(Data shown begins)

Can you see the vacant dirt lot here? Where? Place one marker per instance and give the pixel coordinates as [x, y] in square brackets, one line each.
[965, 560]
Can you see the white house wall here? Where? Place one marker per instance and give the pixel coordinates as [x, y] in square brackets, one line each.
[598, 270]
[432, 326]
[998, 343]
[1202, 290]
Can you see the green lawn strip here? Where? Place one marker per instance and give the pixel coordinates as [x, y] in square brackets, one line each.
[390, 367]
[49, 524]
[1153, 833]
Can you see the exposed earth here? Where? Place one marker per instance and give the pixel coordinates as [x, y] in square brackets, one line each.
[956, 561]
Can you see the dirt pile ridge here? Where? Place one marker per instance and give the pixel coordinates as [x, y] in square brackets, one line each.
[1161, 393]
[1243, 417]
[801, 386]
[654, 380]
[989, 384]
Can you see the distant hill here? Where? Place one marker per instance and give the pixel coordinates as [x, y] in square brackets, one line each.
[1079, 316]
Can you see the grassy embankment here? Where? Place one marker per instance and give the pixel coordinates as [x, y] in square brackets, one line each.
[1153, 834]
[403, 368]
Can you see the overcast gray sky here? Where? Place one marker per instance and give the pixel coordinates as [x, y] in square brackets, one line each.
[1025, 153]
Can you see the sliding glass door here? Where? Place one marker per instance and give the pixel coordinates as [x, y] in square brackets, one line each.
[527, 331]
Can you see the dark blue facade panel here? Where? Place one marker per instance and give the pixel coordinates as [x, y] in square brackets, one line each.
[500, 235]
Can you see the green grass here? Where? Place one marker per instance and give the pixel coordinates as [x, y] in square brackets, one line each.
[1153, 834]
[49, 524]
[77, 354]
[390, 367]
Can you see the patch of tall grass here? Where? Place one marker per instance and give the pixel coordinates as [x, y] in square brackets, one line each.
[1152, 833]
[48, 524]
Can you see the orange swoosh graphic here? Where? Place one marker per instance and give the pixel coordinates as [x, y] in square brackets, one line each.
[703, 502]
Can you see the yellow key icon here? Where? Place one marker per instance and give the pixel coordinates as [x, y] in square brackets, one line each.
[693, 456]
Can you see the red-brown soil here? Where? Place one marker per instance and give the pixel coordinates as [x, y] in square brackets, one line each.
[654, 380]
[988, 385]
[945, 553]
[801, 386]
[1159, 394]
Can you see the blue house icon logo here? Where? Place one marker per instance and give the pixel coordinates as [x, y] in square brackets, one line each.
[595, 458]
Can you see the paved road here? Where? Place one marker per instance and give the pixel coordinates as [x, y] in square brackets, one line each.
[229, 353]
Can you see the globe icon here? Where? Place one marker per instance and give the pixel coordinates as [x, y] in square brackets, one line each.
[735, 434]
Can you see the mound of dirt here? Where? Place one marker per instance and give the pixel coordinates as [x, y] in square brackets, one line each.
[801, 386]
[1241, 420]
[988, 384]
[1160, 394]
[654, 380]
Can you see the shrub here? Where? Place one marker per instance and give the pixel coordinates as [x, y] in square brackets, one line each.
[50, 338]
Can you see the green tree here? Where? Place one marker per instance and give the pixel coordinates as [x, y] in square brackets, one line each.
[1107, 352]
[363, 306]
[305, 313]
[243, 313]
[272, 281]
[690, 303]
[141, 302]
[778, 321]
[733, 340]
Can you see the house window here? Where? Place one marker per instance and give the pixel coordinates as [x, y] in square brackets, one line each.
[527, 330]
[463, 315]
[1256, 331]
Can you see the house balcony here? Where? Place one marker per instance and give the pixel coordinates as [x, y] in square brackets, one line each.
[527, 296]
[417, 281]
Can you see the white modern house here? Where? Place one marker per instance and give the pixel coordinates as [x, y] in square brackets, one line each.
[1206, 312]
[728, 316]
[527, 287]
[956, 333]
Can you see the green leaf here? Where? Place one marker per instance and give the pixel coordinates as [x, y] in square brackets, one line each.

(Data shown ends)
(Data shown begins)

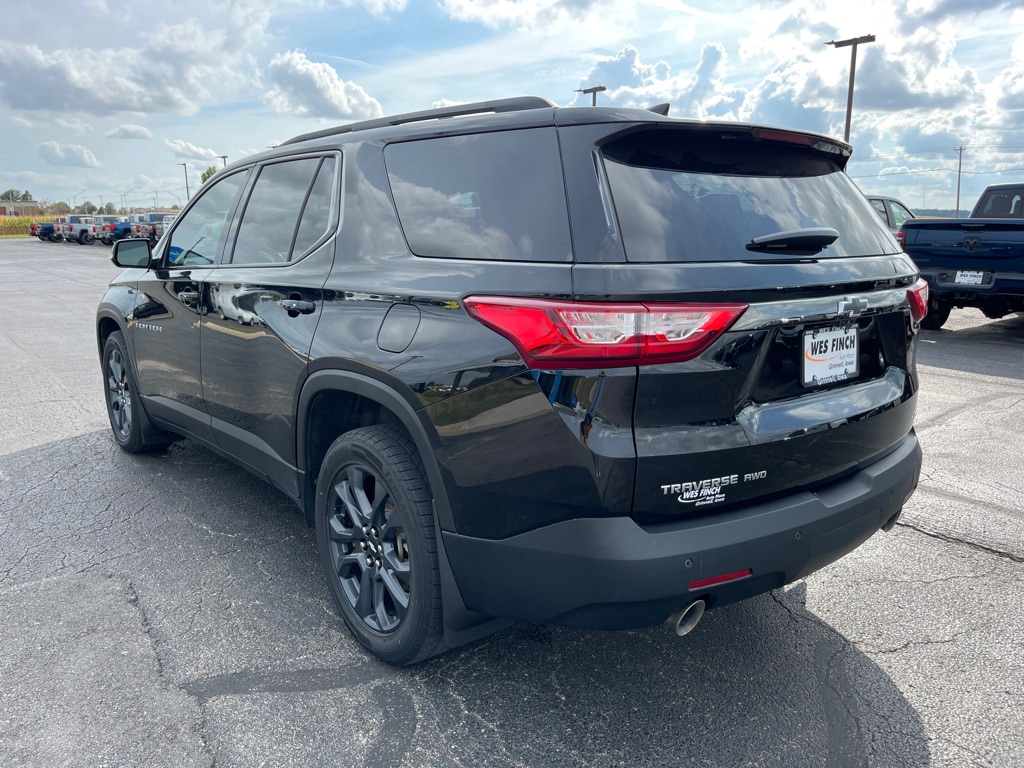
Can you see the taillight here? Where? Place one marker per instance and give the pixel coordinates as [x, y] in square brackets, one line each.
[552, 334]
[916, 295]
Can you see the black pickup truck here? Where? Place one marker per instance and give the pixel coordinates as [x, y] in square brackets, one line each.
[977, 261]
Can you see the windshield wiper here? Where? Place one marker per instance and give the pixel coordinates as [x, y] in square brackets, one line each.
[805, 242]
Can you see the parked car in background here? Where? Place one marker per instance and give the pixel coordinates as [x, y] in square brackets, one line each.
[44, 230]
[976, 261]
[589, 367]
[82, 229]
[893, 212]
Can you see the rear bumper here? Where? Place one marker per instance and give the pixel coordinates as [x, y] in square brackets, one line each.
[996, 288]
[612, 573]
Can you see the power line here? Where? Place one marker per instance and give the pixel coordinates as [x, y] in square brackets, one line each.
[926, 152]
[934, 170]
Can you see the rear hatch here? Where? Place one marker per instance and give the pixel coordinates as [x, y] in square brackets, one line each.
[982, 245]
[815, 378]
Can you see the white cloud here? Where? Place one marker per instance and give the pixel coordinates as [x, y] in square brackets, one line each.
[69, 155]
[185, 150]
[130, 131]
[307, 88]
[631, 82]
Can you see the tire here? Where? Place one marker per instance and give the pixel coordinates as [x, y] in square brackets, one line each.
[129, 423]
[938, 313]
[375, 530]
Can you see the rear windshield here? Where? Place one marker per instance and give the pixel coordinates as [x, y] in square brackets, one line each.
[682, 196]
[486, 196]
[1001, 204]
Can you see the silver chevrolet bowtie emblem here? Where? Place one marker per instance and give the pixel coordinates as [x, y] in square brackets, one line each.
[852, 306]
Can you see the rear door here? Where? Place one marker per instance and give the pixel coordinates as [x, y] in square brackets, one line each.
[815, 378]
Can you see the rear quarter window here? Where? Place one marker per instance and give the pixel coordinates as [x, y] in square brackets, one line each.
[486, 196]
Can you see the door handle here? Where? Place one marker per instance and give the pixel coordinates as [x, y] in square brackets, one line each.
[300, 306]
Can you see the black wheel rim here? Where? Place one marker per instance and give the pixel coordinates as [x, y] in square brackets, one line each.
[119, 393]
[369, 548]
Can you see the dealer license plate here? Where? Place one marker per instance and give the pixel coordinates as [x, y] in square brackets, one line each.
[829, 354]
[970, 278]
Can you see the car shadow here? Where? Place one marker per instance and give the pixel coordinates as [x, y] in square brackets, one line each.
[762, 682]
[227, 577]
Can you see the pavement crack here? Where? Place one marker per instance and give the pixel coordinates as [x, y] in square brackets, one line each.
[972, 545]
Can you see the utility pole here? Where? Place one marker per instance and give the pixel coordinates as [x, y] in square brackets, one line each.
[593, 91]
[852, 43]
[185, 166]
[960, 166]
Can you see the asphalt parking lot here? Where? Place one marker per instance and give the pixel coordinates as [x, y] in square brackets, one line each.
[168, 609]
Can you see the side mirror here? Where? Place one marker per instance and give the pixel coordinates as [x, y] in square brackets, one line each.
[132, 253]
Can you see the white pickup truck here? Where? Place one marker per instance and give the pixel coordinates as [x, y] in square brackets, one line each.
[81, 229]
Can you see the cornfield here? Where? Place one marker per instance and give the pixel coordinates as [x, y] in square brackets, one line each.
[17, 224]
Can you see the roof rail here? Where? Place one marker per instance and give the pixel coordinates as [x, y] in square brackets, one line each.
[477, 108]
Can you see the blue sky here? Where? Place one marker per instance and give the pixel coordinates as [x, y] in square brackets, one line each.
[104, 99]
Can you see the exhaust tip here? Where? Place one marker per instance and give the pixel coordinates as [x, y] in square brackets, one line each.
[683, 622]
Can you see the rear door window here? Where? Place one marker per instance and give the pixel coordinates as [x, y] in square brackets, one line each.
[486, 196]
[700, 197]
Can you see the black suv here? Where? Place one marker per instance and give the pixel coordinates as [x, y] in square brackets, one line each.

(Data shown ends)

### Task details
One stretch of the lines above is wanted, from the line that contains "Can you see the white pickup" through the line that contains "Can you see the black suv". Output it exactly.

### Answer below
Can you see the white pickup truck here? Where? Place one marker per instance and give the pixel coordinates as [x, y] in square brackets, one line each.
[81, 229]
Can you see the cornfield here? Where? Place one marker per instance and give the pixel coordinates as [x, y] in square brackets, one line each.
[17, 224]
Can you see the roof rail here? Where? Place one marker per instance and give the pixel coordinates as [x, y] in square brackets, one line each.
[477, 108]
Can you see the blue sky here? Where? Place one marker per instance and give the pixel coordinates as [x, y] in square brackets, one line each.
[104, 99]
Can you see the exhaust tip here? Where? Place one marker per instance and give the pixel coordinates as [x, y] in square brackets, one line each.
[683, 622]
Can you see the rear door window here? Where? Place one marker per instance and give the pixel coordinates as [x, y] in square brackets, one line each.
[486, 196]
[700, 197]
Can you see the black suv here? Where? Place one marker per instance and give the pixel coordinates as [x, y] in square brackets, one line each.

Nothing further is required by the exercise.